* [Exercise requirements]
Each record is to be copied exactly as written.

Items from a data source:
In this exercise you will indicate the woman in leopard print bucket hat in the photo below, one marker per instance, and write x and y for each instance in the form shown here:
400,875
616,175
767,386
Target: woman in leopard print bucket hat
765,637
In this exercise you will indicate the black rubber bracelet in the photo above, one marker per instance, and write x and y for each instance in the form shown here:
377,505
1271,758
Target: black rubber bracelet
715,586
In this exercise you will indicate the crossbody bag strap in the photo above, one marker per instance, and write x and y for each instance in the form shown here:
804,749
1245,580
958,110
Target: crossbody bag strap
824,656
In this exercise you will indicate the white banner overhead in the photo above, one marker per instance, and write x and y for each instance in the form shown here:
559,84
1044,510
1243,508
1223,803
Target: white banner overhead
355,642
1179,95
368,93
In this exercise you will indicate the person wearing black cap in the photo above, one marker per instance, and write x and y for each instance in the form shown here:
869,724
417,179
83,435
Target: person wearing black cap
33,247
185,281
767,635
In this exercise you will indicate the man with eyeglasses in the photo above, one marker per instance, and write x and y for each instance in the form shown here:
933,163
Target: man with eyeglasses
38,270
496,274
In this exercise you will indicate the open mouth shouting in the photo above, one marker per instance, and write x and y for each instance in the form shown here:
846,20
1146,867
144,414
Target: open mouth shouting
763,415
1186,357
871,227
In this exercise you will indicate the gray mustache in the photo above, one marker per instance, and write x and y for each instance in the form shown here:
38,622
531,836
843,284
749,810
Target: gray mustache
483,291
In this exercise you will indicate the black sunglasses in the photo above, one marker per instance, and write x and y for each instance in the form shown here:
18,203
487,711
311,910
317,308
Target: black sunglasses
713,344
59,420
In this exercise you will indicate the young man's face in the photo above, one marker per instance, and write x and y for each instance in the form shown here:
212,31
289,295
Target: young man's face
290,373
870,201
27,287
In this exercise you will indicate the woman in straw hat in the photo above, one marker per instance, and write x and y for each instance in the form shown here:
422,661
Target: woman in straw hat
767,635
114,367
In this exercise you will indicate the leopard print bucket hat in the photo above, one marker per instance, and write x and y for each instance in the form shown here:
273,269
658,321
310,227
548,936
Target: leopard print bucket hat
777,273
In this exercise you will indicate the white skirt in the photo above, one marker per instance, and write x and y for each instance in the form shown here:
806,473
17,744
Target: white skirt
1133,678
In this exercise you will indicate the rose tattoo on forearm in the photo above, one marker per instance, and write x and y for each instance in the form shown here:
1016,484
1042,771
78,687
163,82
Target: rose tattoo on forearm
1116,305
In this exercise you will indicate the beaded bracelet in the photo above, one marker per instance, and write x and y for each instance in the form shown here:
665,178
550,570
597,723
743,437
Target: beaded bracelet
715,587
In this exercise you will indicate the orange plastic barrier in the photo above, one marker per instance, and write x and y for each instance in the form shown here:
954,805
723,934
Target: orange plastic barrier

* [Answer space]
In this exercise you will indicate the woman in leopard print bucket hat in the photo below, one marker per instance, and write x and y for each instance in the form shown here:
400,875
616,175
767,386
Target: woman in leopard print bucket hat
765,637
In this exercise you will indicate the black rubber bracelet in the photo above, one marker per instance, and write x and y for each instance in the form shown here:
377,505
1271,758
Target: black rubber bracelet
715,586
In this exercise you will indicate the crossbody bag strap in the photo above, one marker per instance, and write x and y for each instance in the form shown here:
804,749
1245,580
958,110
Target: crossbody bag strap
824,656
In this exercise you will indicate the white banner overhead in the photo above, one marker per instance, and write x and y for each instance in the form shown here:
559,84
1044,510
1243,508
1223,803
Target: white banner overhead
355,642
1179,95
368,93
In this exercise you will indicate the person wearing black cap in the photo above, one marker per instance, and write x and y for each instance in the form shown here:
869,724
417,179
83,435
Target: person wearing black cap
33,247
185,281
767,635
In this exercise you will indicate the man with eyeglasses in the photo above, one marker per instance, and write x and y for each instance in the form shown here:
933,163
Target: man with eyeglasses
38,270
496,274
In this exercise you will indicate the open mouth shouting in the photo above, one marker per instance, and write x and y for each instance in the form shown here:
846,20
1146,867
144,414
Target: open mouth shouting
763,415
1186,357
871,227
In this exercise you will indicate the gray mustache in the photo above, one marker per instance, and write x and y for each instance in the form shown here:
38,622
531,836
843,284
749,810
Target: gray mustache
483,291
In this exercise you will indicate the black sunglasses in the photo above, one marker per instance, and write x and y for each instance in the form shown here:
18,203
487,711
311,910
317,308
Target: black sunglasses
713,344
59,420
In this exercise you will indicate the young man's face in the photo above, one marker per instance, and write x and y for each instance in the form shown here:
212,31
289,295
Target: young man's face
290,373
870,201
27,287
In this exercise you will indicate the woman in straw hat in the photo above, one marker per instance, and write x and y for each instance in the form shown here:
422,661
Target: woman in straw hat
767,635
114,367
In this exercise you will indicate the leopard print bucket hat in the photo above, one marker per instance, and write x and y for each instance in the form shown here:
273,269
658,321
310,227
548,936
Target: leopard print bucket hat
777,273
In this exercise you will indicate the white skirt in the photo above, one marker per instance, and write x and y for each instance in the form shown here:
806,473
17,744
Target: white skirt
1133,678
In this exercise you will indicate the rose tattoo on forearm in the photo above, one marker per instance, and write x and y for each instance in the form shown here:
1016,484
1042,771
78,687
163,82
Target: rose tattoo on forearm
1116,305
In this exercise you will indicate the beaded bracelet in the photo above, one marker per instance, and write x and y for each instance in the form shown here:
665,178
550,570
597,723
743,437
Target: beaded bracelet
715,587
In this exercise you will indicate the orange plastic barrier in the photo above, one marker per instance, and write x and y for each instance in the form shown here:
954,805
723,934
Target: orange plastic barrier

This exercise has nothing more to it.